#### ARBEITSAUFTRAG 1
Stimmen die folgenden Aussagen mit dem Forumstext zur Gasfeuerungsplatine überein? Beantworte jede mit Ja oder Nein und zitiere wörtlich die entscheidenden Worte des Textes. (a) Shelby behält die Gasfeuerungsplatine. (b) Ludewig hält das Vorhaben rechtlich für unbedenklich. (c) Laut MSB müssen im Idealfall genau zwei Dinge erledigt werden.
#### ARBEITSAUFTRAG 2
Führe den Forumstext zur Gasfeuerungsplatine im Anschluss an seinen letzten Satz weiter.

#### VORLIEGENDER TEXT
++++++++++

Vielleicht hat ja jemand einen Ratschlag, was man beachten sollte. Meine Gasfeuerungsplatine bleibt weiterhin vorhanden. Ansonsten habe ich nur Wasserventile und Schalter.

MfG
Shelby


----------



## Ludewig (3 November 2009)

Schöne Idee, es darf nur nichts schief gehen. Dürfte sonst vor Gericht als grob fahrlässig durchgehen. Oder du machst einen Doku-Aufwand, der größer ist als ein aktuelles und evtl. sparsameres Neugerät.


----------



## MSB (3 November 2009)

@Ludewig
Solange der Feuerungsteil, also das Ding was die Flamme zündet, Gas freigibt etc. so bleibt wies
jetzt ist, ist das weder Fahrlässig noch in irgend einer weise gefährlich.
Insofern sehe ich kein grundsätzliches Problem darin.
Im Idealfall müssen exakt 2 Sachen gemacht werden: Spannungsversorgung dieser Platine,
1 Kontakt / Ausgang als Start-Anforderung für den Brenner.

++++++++++

#### VORLIEGENDE DATENSÄTZE
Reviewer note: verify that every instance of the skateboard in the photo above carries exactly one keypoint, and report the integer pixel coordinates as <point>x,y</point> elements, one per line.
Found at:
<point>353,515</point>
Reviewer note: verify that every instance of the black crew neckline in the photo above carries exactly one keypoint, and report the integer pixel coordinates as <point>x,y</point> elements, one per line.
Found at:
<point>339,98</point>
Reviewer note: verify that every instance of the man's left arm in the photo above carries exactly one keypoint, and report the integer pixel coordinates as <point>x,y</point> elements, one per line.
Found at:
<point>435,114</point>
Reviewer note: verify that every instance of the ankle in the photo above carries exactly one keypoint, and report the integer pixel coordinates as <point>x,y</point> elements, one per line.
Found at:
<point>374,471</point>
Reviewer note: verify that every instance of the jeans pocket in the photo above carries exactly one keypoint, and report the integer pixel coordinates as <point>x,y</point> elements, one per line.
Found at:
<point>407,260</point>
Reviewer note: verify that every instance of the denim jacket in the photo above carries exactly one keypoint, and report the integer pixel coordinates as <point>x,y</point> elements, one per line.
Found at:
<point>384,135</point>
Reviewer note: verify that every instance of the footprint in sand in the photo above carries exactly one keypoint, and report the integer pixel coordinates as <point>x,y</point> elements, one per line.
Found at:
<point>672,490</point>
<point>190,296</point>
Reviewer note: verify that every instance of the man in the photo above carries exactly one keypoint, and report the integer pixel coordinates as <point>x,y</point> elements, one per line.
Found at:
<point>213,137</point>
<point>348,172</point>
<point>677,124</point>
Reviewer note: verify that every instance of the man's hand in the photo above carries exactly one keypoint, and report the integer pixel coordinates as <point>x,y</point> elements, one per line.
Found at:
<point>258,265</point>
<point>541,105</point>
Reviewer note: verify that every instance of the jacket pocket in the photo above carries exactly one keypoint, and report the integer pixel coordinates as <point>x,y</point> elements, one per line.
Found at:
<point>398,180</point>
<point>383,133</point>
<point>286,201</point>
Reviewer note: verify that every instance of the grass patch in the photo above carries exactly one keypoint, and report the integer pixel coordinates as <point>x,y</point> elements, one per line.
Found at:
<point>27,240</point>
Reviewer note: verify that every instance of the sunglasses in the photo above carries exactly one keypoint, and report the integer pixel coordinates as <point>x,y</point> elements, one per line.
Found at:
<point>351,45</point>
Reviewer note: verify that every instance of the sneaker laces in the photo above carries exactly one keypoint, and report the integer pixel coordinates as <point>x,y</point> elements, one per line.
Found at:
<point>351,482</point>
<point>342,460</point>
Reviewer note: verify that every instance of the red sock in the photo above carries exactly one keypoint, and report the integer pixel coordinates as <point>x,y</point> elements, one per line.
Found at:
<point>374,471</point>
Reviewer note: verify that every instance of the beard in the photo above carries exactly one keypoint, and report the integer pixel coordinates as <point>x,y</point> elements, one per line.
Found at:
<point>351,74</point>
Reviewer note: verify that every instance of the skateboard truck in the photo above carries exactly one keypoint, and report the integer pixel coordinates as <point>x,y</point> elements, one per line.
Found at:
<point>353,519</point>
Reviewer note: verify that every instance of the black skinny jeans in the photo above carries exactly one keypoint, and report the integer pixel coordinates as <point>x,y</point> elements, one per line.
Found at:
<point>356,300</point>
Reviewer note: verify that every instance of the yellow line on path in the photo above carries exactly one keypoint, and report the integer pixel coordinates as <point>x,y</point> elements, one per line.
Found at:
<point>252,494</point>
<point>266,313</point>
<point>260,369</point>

++++++++++

#### SCHRIFTLICHE ANTWORT 1
(a) Ja: „Meine Gasfeuerungsplatine bleibt weiterhin vorhanden.“
(b) Nein: „Dürfte sonst vor Gericht als grob fahrlässig durchgehen.“
(c) Ja: „Im Idealfall müssen exakt 2 Sachen gemacht werden“

#### SCHRIFTLICHE ANTWORT 2
Der Rest ist verhältnismäßig simple 2 / 3-Punkt Regelungstechnik (geht natürlich auch aufwändiger).

Mfg
Manuel


----------



## Shelby (8 November 2009)

Nabend,
ich hab das Programm fertig. Nun muss ich nur noch die Leitungsverlegung und Verdrahtung ändern. Wenn ich mit allem fertig bin mach ich mal ein paar Fotos, falls es hier jemanden interessiert?!

MfG
Shelby


----------



## Anaconda55 (13 November 2009)

Also mich interessierts !!!


----------



## Shelby (14 November 2009)

Nabend,
so, ich hab nun alles fertig und die Anlage läuft.
Ich hab mir zwei JUMO cTRON eingebaut. 
Hab mal die Begrifflichkeiten der Parameter rausgesucht.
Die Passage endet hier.